------ DATASET EXTRACT ------

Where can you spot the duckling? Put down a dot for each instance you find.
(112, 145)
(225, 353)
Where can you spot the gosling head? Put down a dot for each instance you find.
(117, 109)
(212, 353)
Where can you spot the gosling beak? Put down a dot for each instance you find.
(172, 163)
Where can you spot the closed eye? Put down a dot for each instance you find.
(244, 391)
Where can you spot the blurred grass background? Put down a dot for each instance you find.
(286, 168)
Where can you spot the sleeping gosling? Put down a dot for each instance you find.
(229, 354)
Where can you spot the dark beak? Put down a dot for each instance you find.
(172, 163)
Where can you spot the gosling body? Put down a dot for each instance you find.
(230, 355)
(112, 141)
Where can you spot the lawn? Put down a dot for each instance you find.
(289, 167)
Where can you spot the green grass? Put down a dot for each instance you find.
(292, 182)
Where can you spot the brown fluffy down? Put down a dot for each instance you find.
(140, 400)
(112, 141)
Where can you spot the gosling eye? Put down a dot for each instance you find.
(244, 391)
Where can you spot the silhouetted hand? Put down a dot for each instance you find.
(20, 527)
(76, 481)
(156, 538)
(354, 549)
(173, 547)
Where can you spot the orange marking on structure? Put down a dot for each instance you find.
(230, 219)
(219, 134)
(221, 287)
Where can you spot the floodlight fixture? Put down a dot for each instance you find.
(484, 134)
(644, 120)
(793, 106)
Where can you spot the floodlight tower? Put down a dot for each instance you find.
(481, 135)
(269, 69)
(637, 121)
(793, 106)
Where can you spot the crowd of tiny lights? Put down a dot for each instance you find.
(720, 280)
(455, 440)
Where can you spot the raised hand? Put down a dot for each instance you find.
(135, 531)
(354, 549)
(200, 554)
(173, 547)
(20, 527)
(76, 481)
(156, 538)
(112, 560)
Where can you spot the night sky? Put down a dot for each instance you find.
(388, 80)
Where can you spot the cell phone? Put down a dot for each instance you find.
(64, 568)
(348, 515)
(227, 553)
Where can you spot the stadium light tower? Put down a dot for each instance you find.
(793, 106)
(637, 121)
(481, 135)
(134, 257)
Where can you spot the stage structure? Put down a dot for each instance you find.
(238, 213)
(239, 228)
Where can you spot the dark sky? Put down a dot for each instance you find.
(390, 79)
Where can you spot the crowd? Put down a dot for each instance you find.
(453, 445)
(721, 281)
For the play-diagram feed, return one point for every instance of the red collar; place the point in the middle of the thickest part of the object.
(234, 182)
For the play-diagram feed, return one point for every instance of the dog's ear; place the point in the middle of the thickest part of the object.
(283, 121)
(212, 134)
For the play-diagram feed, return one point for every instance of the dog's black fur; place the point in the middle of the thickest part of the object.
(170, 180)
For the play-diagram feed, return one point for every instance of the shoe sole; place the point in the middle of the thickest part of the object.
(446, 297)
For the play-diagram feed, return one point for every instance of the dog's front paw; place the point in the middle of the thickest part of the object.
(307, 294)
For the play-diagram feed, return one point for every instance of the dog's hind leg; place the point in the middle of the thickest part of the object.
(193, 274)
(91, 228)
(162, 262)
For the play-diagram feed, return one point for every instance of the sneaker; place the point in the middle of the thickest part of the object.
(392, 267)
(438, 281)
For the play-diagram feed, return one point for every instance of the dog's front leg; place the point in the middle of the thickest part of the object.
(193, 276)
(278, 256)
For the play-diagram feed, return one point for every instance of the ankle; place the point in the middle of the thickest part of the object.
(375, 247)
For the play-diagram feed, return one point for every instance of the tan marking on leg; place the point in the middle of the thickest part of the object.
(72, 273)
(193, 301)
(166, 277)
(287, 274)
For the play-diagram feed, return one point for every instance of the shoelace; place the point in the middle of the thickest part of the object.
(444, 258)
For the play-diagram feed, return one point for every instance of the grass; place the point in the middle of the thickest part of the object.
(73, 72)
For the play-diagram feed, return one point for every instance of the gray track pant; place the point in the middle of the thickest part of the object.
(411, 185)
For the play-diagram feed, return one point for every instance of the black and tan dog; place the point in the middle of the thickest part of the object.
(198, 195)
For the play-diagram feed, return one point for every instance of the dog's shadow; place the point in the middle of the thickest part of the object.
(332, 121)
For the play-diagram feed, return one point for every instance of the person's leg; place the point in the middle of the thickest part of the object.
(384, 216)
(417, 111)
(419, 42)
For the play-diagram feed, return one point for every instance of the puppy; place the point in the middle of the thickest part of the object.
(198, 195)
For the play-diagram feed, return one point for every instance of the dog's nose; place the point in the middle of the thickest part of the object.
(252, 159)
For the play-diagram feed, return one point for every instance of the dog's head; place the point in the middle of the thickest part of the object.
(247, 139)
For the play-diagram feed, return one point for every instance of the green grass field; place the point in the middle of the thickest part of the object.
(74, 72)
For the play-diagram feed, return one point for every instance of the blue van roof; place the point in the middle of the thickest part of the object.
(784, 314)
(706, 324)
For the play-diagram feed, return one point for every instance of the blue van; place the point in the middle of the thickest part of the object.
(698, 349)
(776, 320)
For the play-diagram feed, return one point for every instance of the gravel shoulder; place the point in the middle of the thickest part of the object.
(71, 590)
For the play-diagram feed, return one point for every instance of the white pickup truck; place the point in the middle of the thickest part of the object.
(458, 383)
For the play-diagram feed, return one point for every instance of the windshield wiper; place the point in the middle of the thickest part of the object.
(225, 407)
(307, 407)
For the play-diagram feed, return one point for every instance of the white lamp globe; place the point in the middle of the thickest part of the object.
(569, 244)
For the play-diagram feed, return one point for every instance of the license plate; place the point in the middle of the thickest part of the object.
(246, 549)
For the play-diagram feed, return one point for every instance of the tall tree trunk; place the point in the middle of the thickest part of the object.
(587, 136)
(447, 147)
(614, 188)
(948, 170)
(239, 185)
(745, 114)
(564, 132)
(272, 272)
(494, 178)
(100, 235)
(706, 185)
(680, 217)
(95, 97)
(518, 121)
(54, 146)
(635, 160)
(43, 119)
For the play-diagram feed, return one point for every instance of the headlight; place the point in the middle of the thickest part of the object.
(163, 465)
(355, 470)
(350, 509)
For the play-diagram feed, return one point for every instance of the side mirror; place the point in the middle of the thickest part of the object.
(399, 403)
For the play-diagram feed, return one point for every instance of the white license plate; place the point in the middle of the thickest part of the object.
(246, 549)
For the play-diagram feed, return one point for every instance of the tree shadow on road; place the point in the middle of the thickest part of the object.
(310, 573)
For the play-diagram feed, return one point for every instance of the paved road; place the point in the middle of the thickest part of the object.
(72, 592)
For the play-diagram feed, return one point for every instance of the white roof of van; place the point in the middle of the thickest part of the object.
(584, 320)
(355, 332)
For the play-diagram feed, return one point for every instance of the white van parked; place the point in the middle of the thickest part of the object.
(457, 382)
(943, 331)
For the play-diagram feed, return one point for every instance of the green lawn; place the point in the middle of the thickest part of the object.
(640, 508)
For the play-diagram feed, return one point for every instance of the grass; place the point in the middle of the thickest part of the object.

------

__EXERCISE GOAL__. Make an exact transcription of the entries.

__RESULT OF THE TASK__.
Where can you spot the duckling? Put down a dot for each instance you find.
(112, 145)
(225, 353)
Where can you spot the gosling head? Put down a dot for each instance you find.
(117, 109)
(212, 353)
Where can you spot the gosling beak? Put down a dot for each instance you find.
(172, 163)
Where can you spot the closed eye? Put down a dot for each instance you find.
(244, 391)
Where can you spot the blurred grass background? Put down a dot for each instance you find.
(286, 168)
Where can you spot the sleeping gosling? Put down a dot for each instance you find.
(229, 354)
Where can you spot the dark beak? Put down a dot for each instance you find.
(172, 163)
Where can you spot the gosling body? Put down a dot for each instance you find.
(230, 355)
(112, 141)
Where can you spot the lawn? Put down a dot for each instance you find.
(289, 167)
Where can you spot the green grass? Put down a dot for each instance you find.
(292, 182)
Where can you spot the brown fluffy down? Put down a dot for each instance you find.
(140, 400)
(112, 141)
Where can you spot the gosling eye? Put down a dot for each instance you find.
(244, 391)
Where can you spot the silhouetted hand? Put down a dot for each instance you find.
(20, 527)
(76, 481)
(156, 538)
(354, 549)
(173, 547)
Where can you spot the orange marking on structure? Put down a dot for each instance you find.
(230, 219)
(219, 134)
(221, 287)
Where can you spot the floodlight fixture? Put down a dot for each instance you find.
(484, 134)
(644, 120)
(793, 106)
Where can you spot the floodlight tower? Put down a dot for each instance you find.
(481, 135)
(269, 69)
(637, 121)
(793, 106)
Where can you spot the crowd of tiny lights? Put down a dot for each instance you find.
(720, 280)
(455, 440)
Where can you spot the raised hand? Put down a dot for each instance you find.
(135, 531)
(354, 549)
(200, 554)
(173, 547)
(20, 527)
(76, 481)
(156, 538)
(112, 560)
Where can you spot the night sky? Put down a dot for each instance you find.
(388, 80)
Where can you spot the cell phone? Put down a dot for each instance you find.
(64, 568)
(348, 515)
(227, 553)
Where can you spot the stadium light tower? Put down a dot for each instance you find.
(793, 106)
(637, 121)
(481, 135)
(134, 257)
Where can you spot the stage structure? Put down a dot for each instance you find.
(238, 213)
(239, 228)
Where can you spot the dark sky? Put down a dot for each instance you find.
(390, 79)
Where can you spot the crowd? Put down a dot for each instance you find.
(453, 445)
(721, 281)
For the play-diagram feed, return one point for every instance of the red collar; place the point in the middle of the thickest part of the object.
(234, 182)
For the play-diagram feed, return one point for every instance of the dog's ear; place the point in the middle of the thickest part of the object.
(283, 121)
(212, 134)
For the play-diagram feed, return one point for every instance of the dog's black fur; place the point in the middle of the thickest part of the object.
(170, 180)
For the play-diagram feed, return one point for every instance of the shoe sole; place the point in the middle of the thickest part of the object.
(446, 297)
For the play-diagram feed, return one point for every instance of the dog's front paw; place the point in the middle of the thickest part of the object.
(307, 294)
For the play-diagram feed, return one point for every instance of the dog's hind leg; place the point in the middle of the thickest part of the object.
(193, 274)
(91, 228)
(162, 262)
For the play-diagram feed, return one point for every instance of the sneaker; place the point in the middle of the thickest part of the object.
(392, 267)
(438, 281)
For the play-diagram feed, return one point for every instance of the dog's front leg; place the point in the middle of the thickest part of the object.
(193, 276)
(278, 256)
For the play-diagram feed, return one point for every instance of the ankle; place the point in the middle of the thickest part of the object.
(375, 247)
For the play-diagram feed, return one point for every instance of the tan marking on leg; place the point in the middle of the thickest part of the object.
(72, 273)
(193, 301)
(166, 277)
(287, 274)
For the play-diagram feed, return one point for every instance of the shoelace; place the point in the middle of the thickest part of the object.
(444, 258)
For the play-diagram feed, return one point for every instance of the grass; place the point in the middle of the thickest part of the object.
(73, 72)
For the play-diagram feed, return one point for every instance of the gray track pant; place the point in the middle of the thickest part of the object.
(411, 185)
For the play-diagram feed, return one point for every instance of the black and tan dog; place the point in the middle of the thickest part of the object.
(198, 195)
For the play-diagram feed, return one point for every instance of the dog's shadow; place the point in the middle of the thickest part of the object.
(332, 121)
For the play-diagram feed, return one point for every instance of the person's leg; place the point in the middle of the thickest part of the object.
(384, 216)
(417, 111)
(419, 42)
For the play-diagram feed, return one point for every instance of the puppy; place the point in the middle of the thickest part of the object.
(198, 195)
For the play-diagram feed, return one point for every instance of the dog's nose; place the point in the middle of the thickest part of the object.
(252, 159)
For the play-diagram feed, return one point for every instance of the dog's head; place the point in the middle of the thickest part of the object.
(247, 139)
For the play-diagram feed, return one point for every instance of the green grass field; place the point in the middle of the thickest part of the object.
(74, 72)
For the play-diagram feed, return one point for every instance of the blue van roof; place the point in the middle of the thickest part of the object.
(784, 314)
(706, 324)
For the play-diagram feed, return one point for every instance of the blue van; place the point in the middle of the thickest part of the object.
(698, 349)
(776, 320)
For the play-diagram feed, return one point for every instance of the gravel shoulder; place the point in the middle of the thickest part of the object.
(71, 590)
For the play-diagram feed, return one point for every instance of the white pickup truck; place the point in the middle of the thickest part of the object.
(458, 383)
For the play-diagram feed, return one point for every instance of the windshield wiper; place the point in the middle of the thickest part of the object.
(225, 407)
(307, 407)
For the play-diagram feed, return one point for every instance of the white lamp globe; place the point in the middle of the thickest part of the object.
(569, 244)
For the play-diagram feed, return one point for every instance of the license plate; place the point in the middle of the thickest part of the object.
(246, 549)
For the play-diagram feed, return one point for every instance of the tall tree trunk; place the point in the middle of the thickest part of the object.
(587, 136)
(447, 147)
(614, 188)
(948, 170)
(239, 185)
(745, 114)
(564, 132)
(272, 272)
(494, 178)
(100, 235)
(706, 185)
(680, 217)
(95, 97)
(518, 121)
(54, 146)
(635, 160)
(43, 119)
For the play-diagram feed, return one point for every instance of the headlight; place the point in the middle of the thickest part of the object.
(163, 465)
(355, 470)
(350, 509)
For the play-diagram feed, return one point for every instance of the side mirror; place the point in the middle of the thickest part of the object.
(399, 403)
For the play-diagram feed, return one point for every instance of the white license plate; place the point in the middle of the thickest part of the object.
(246, 549)
For the play-diagram feed, return one point for every instance of the tree shadow on road; place the point in the middle of the thickest part of the object.
(310, 573)
For the play-diagram feed, return one point for every instance of the paved road; place the point in the middle of the thickest part of the object.
(72, 592)
For the play-diagram feed, return one point for every instance of the white roof of van; place the point in the middle of the thickest part of the object.
(584, 320)
(355, 332)
For the play-diagram feed, return one point for every instance of the white van parked; place the point in the middle of the thickest part of the object.
(457, 382)
(943, 331)
For the play-diagram feed, return one point for every instance of the green lawn; place the point in the middle of the thickest part of the object.
(640, 508)
For the play-diagram feed, return one point for every instance of the grass; place the point in the middle of the thickest part of the object.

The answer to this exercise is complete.